- **STATED GOAL A**:
In the essay on long-distance teen romance, in which town was the girlfriend's birthday party held?
- **STATED GOAL B**:
Please transcribe the essay from "By Tonya Poole, 2-23-06" up to and including "mine, their own).".

Start PAGE EXTRACT

New West Living

Living and Loving in the Wild, Wired West


By Tonya Poole, 2-23-06

 
 

This weekend I packed my teenage son in the truck and drove down from Crestone to central New Mexico to his girlfriend’s birthday party in the tiny town of Torreon. Long distance relationships among adults aren’t terribly uncommon – but for in-the-moment, in-your-face teens to whom hanging out, image and attention are of paramount importance? Seems like it's becoming increasingly common, despite the drawbacks, and I blame it on the romance of technology: email, instant messaging, web cams, digital photos, blogs and the occasional steal-away on a sympathetic parent’s cell phone (or, for some more privileged than mine, their own).

Even as recently as 15 or 20 years ago, most anybody in Crestone or Torreon, both with populations under 500 and both an hour’s drive from the nearest metro area, had challenges keeping in regular contact with, let alone being in love with, anyone more than a few miles out of town. And for those who did find love close to home, moving away often meant leaving it behind, or, at the very least, promises of undying devotion across the miles, followed by an exchange of love letters than inevitably dwindled out over time during the growing-apart process. Out of sight, I’m afraid the saying goes, out of mind.

End PAGE EXTRACT
Start EXTRACTED ENTRIES

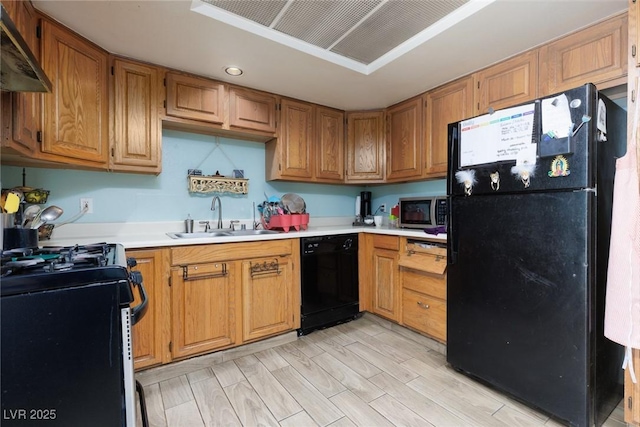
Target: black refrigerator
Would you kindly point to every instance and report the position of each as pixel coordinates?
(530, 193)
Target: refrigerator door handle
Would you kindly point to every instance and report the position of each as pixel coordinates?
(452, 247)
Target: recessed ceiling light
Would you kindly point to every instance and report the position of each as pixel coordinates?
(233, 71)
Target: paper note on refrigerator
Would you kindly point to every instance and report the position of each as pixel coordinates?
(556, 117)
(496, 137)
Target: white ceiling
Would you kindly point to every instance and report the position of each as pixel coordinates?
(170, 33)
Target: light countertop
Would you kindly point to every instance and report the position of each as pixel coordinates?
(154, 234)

End EXTRACTED ENTRIES
Start EXTRACTED ENTRIES

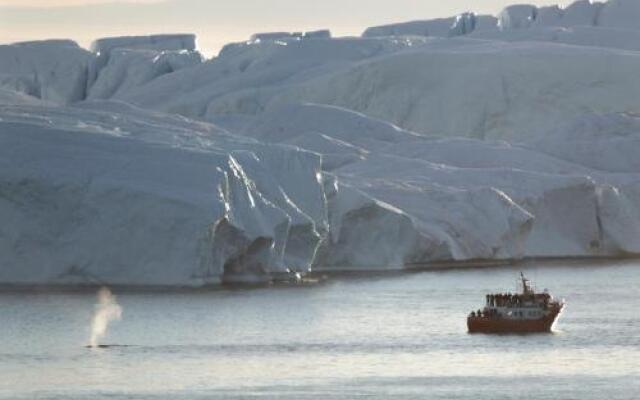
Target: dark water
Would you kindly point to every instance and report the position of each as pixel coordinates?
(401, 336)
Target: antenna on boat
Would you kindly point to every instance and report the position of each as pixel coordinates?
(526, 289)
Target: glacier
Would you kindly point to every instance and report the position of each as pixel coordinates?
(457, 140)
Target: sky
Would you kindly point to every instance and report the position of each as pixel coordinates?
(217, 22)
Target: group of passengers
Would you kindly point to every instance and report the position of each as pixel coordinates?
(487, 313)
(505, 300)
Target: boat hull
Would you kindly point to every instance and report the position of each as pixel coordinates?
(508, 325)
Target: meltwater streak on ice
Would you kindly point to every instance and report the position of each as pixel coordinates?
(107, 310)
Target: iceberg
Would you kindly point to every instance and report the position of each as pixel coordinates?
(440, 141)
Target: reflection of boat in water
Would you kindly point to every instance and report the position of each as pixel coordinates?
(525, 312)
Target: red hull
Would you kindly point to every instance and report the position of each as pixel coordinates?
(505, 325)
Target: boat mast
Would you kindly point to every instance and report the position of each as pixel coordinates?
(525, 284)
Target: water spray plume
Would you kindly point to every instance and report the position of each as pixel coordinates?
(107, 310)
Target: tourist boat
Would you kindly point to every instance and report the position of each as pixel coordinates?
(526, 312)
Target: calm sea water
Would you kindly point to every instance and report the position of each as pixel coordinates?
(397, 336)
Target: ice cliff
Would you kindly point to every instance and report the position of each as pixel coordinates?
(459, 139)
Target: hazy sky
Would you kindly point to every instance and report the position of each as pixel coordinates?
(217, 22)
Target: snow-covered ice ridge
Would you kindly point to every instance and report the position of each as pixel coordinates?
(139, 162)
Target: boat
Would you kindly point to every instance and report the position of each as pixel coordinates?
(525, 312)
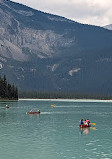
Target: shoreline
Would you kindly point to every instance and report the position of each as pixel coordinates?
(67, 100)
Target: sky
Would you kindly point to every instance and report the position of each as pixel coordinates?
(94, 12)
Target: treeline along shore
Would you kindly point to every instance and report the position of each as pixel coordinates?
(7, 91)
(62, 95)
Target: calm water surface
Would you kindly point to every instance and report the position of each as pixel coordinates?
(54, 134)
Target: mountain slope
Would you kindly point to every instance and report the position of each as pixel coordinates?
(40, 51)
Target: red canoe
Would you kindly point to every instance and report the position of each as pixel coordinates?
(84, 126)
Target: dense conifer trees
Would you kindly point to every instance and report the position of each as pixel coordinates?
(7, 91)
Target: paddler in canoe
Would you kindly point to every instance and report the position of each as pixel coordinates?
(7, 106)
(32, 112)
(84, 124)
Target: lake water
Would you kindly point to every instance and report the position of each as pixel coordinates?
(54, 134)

End EXTRACTED ENTRIES

- **FINAL ANSWER A**:
Torreon, a tiny town in central New Mexico.

- **FINAL ANSWER B**:
By Tonya Poole, 2-23-06

 
 

This weekend I packed my teenage son in the truck and drove down from Crestone to central New Mexico to his girlfriend’s birthday party in the tiny town of Torreon. Long distance relationships among adults aren’t terribly uncommon – but for in-the-moment, in-your-face teens to whom hanging out, image and attention are of paramount importance? Seems like it's becoming increasingly common, despite the drawbacks, and I blame it on the romance of technology: email, instant messaging, web cams, digital photos, blogs and the occasional steal-away on a sympathetic parent’s cell phone (or, for some more privileged than mine, their own).